Pull out every line of the records below that contains the string "bbox", and copy each one in full. Case counts.

# # # #

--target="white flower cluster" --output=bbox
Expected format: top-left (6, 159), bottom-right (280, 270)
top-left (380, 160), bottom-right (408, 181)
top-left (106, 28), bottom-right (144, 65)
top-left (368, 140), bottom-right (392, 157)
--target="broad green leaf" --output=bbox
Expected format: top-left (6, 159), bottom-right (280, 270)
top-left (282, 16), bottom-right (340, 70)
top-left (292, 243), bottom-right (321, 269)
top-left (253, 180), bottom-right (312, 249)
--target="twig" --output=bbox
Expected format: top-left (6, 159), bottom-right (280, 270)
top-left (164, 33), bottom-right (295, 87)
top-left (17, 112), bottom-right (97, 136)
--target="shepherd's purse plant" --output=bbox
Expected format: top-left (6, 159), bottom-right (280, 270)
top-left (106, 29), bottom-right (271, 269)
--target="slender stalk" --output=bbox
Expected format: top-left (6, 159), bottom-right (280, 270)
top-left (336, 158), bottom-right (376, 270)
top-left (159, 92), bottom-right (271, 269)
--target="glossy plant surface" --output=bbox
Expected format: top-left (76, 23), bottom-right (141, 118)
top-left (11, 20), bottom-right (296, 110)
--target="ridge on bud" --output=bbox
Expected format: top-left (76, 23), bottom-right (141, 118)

# # # #

__Task answer__
--target="white flower cluster" --output=bbox
--target="broad green leaf" --output=bbox
--target="twig" --output=bbox
--target="shepherd's purse plant" --output=bbox
--target="slender stalk" --output=bbox
--target="glossy plant surface" --output=bbox
--target="ridge on bud" --output=bbox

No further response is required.